> Document passage
####

[Python-Dev] Reworking the GIL (original) (raw)
Antoine Pitrou solipsis at pitrou.net
Sun Oct 25 21:22:20 CET 2009
- Previous message: [Python-Dev] Buildbot alternate renderings
- Next message: [Python-Dev] Reworking the GIL
- Messages sorted by: [ date ] [ thread ] [ subject ] [ author ]
Hello there,
The last couple of days I've been working on an experimental rewrite of the GIL. Since the work has been turning out rather successful (or, at least, not totally useless and crashing!) I thought I'd announce it here.
First I want to stress this is not about removing the GIL. There still is a Global Interpreter Lock which serializes access to most parts of the interpreter. These protected parts haven't changed either, so Python doesn't become really better at extracting computational parallelism out of several cores.
Goals
The new GIL (which is also the name of the sandbox area I've committed it in, "newgil") addresses the following issues :
- Switching by opcode counting. Counting opcodes is a very crude way of estimating times, since the time spent executing a single opcode can very wildly. Litterally, an opcode can be as short as a handful of nanoseconds (think something like "... is not None") or as long as a fraction of second, or even longer (think calling a heavy non-GIL releasing C function, such as re.search()). Therefore, releasing the GIL every 100 opcodes, regardless of their length, is a very poor policy.
The new GIL does away with this by ditching _Py_Ticker entirely and instead using a fixed interval (by default 5 milliseconds, but settable) after which we ask the main thread to release the GIL and let another thread be scheduled.
- GIL overhead and efficiency in contended situations. Apparently, some OSes (OS X mainly) have problems with lock performance when the lock is already taken: the system calls are heavy. This is the "Dave Beazley effect", where he took a very trivial loop, therefore made of very short opcodes and therefore releasing the GIL very often (probably 100000 times a second), and runs it in one or two threads on an OS with poor lock performance (OS X). He sees a 50% increase in runtime when using two threads rather than one, in what is admittedly a pathological case.
Even on better platforms such as Linux, eliminating the overhead of many GIL acquires and releases (since the new GIL is released on a fixed time basis rather than on an opcode counting basis) yields slightly better performance (read: a smaller performance degradation :-)) when there are several pure Python computation threads running.
- Thread switching latency. The traditional scheme merely releases the GIL for a couple of CPU cycles, and reacquires it immediately. Unfortunately, this doesn't mean the OS will automatically switch to another, GIL-awaiting thread. In many situations, the same thread will continue running. This, with the opcode counting scheme, is the reason why some people have been complaining about latency problems when an I/O thread competes with a computational thread (the I/O thread wouldn't be scheduled right away when e.g. a packet arrives; or rather, it would be scheduled by the OS, but unscheduled immediately when trying to acquire the GIL, and it would be scheduled again only much later).
The new GIL improves on this by combinating two mechanisms:
- forced thread switching, which means that when the switching interval is terminated (mentioned in 1) and the GIL is released, we will force any of the threads waiting on the GIL to be scheduled instead of the formerly GIL-holding thread. Which thread exactly is an OS decision, however: the goal here is not to have our own scheduler (this could be discussed but I wanted the design to remain simple :-) After all, man-years of work have been invested in scheduling algorithms by kernel programming teams).

####

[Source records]
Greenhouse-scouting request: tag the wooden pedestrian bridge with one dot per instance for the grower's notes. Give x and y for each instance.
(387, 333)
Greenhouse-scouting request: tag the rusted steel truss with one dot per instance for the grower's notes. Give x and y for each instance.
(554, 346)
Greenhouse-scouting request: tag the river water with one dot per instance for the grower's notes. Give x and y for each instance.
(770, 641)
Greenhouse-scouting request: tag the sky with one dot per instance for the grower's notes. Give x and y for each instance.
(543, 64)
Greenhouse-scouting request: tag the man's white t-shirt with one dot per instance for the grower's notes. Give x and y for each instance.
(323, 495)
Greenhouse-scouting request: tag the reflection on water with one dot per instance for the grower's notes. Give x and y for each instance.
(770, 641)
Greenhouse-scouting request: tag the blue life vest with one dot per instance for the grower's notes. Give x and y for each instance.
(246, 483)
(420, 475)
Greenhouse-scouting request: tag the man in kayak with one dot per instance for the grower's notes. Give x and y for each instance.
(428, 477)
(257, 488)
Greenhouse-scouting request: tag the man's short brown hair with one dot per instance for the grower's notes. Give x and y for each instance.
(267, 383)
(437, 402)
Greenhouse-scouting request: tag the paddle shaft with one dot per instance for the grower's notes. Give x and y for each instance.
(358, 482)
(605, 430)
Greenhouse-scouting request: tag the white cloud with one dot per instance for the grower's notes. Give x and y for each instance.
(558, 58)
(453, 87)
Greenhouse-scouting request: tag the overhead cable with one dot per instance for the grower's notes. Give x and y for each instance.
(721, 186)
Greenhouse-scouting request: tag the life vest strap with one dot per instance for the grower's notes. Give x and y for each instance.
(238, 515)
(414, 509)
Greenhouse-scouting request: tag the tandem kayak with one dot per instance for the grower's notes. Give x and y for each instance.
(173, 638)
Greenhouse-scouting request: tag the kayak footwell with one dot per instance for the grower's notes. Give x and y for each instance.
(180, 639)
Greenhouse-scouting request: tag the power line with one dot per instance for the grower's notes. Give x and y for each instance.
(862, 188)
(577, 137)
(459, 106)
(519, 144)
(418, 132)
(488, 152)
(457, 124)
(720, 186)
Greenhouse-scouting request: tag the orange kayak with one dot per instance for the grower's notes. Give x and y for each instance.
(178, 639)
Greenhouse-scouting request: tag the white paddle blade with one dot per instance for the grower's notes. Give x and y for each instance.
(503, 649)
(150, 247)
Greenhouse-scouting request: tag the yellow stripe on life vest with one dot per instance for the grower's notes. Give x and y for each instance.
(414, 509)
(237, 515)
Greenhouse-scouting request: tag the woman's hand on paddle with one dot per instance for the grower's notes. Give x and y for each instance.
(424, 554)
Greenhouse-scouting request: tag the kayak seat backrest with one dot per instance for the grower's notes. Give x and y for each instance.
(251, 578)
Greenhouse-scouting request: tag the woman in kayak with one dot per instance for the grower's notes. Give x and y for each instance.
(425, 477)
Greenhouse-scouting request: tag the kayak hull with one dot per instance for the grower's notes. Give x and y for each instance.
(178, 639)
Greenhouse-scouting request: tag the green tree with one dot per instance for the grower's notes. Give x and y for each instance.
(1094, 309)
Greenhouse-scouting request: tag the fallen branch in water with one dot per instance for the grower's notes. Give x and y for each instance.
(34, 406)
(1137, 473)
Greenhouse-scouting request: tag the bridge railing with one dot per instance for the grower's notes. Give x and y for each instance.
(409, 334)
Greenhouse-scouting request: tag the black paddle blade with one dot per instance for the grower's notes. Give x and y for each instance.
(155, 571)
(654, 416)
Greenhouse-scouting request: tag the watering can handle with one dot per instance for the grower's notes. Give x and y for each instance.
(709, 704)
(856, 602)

####

> Problem
Decide whether each statement agrees with the message on reworking the GIL, answering yes or no and quoting the words of the message that settle it. (a) The experimental rewrite removes the Global Interpreter Lock. (b) The new GIL asks for release after a fixed interval that is 5 milliseconds by default. (c) The new GIL uses its own scheduler to choose which waiting thread runs next.

> Task output
(a) No: "First I want to stress this is not about removing the GIL."
(b) Yes: "using a fixed interval (by default 5 milliseconds, but settable) after which we ask the main thread to release the GIL"
(c) No: "Which thread exactly is an OS decision, however: the goal here is not to have our own scheduler"